[sword-devel] Re: Search optimized (still too slow)

Geoffrey W Hastings sword-devel@crosswire.org
Thu, 8 Apr 2004 16:05:22 -0700


I tried my own test.
Running Win XP Pro 384 meg ram 60 gig hard drive.
The results show another reason why we still need KJV Lite
WEB 5 seconds
KJV with Strongs 175 seconds (2 minutes 55 seconds) way too long.
KJV Lite 20 seconds
AKJV 17 seconds
MKJV 17 seconds

Geoff

On Thu, 8 Apr 2004 12:42:18 -0600 "Lynn Allan" <paracletos@adelphia.net>
writes:
> Hi Joachim,
> 
> I share your concerns about slow Search performance. My usage of 
> Bible
> software is mostly Searching rather than using links into 
> commentaries.
> Typically, I am most interested in getting to a specific verse with 
> as few
> keystrokes/mouse-clicks as possible, and doing relatively simple 
> Searches.

▶ Supplied information:

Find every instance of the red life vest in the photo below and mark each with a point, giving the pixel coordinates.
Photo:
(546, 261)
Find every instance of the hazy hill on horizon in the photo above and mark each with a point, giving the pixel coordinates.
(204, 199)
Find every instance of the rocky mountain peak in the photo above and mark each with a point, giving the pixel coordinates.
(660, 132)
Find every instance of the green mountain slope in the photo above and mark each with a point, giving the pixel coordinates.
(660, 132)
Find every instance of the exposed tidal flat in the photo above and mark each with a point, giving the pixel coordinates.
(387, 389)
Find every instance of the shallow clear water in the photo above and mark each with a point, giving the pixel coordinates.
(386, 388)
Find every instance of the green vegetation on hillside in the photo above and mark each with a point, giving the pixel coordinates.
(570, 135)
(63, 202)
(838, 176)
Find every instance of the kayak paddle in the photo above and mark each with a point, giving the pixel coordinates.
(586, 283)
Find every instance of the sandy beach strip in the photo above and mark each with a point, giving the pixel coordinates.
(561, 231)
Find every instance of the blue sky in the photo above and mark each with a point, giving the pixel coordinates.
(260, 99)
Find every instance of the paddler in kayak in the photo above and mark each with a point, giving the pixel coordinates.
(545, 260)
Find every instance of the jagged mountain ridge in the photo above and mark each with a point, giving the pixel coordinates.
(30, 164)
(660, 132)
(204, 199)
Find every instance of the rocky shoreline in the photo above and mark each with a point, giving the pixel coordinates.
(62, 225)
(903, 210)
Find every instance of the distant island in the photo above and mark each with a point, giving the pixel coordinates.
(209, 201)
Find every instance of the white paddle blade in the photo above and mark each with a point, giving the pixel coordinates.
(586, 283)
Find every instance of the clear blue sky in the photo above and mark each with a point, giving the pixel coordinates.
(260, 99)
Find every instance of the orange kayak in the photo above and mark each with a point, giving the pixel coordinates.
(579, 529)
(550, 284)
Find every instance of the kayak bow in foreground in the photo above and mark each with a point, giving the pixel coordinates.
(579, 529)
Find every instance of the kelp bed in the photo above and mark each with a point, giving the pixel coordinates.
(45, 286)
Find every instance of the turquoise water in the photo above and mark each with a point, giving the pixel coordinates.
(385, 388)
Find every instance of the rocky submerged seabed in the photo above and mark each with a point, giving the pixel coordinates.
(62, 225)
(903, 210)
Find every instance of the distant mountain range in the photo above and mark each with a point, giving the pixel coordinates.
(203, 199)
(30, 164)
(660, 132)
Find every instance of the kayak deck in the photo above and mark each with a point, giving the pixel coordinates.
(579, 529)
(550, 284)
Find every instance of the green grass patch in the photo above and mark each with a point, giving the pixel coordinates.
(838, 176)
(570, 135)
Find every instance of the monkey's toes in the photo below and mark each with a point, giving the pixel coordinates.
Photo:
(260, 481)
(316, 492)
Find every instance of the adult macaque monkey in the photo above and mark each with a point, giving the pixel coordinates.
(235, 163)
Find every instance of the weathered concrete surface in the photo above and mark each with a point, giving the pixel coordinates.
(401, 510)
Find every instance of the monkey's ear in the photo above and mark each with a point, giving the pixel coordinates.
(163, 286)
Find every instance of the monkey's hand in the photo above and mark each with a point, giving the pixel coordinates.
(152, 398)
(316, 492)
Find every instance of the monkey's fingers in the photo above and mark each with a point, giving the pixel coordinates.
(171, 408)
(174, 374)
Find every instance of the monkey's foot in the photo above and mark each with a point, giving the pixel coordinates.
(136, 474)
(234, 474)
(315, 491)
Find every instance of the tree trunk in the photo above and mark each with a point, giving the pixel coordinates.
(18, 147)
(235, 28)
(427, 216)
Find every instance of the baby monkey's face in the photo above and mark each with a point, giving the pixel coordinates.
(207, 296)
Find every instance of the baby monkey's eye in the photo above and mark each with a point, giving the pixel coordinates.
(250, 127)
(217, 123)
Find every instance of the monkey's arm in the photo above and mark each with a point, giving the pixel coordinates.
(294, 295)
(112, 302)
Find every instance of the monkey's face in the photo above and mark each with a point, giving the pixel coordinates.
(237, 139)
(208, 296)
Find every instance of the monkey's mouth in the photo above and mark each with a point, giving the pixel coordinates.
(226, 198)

▶ What you need to do:
1. Retype the search-speed post from "[sword-devel] Re: Search" to "way too long.".
2. Continue the forum post about search speed from the point where it stops.
The records have no connection to the forum post about search speed.

▶ Expected results:
1.
[sword-devel] Re: Search optimized (still too slow)

Geoffrey W Hastings sword-devel@crosswire.org
Thu, 8 Apr 2004 16:05:22 -0700


I tried my own test.
Running Win XP Pro 384 meg ram 60 gig hard drive.
The results show another reason why we still need KJV Lite
WEB 5 seconds
KJV with Strongs 175 seconds (2 minutes 55 seconds) way too long.

2.
> For example, which verses contain 'election'? Where is 'tree of 
> life'
> mentioned?
> 
> I'm curious: what is your "benchmark" that generates the timings 
> you
> provided:
> > WEB:
> > before: 0m8.233s
> > after: 0m7.586s
> >
> > KJV:
> > before: 1m35.769s
> > after: 0m21.874s
> 
> What word(s)/phrases are you searching for with what options? What 
> hardware?
> For example, how long goes it take to "find 'Jesus'" within the WEB 
> and
> within the KJV?
> 
> For my own benchmarks I used a slow/obsolete Pentium III /450 mhz 
> box
> (Win95, 256 meg memory, UDMA-5 80 gig drive). The search for 'Jesus' 
> within
> the WEB and with The SWORD Project BibleCS 1.5.6  took about 10-11 
> seconds.
> Within the KJV, it took about 130 seconds. Those numbers seem 
> 'within the
> ballpark' of your numbers above.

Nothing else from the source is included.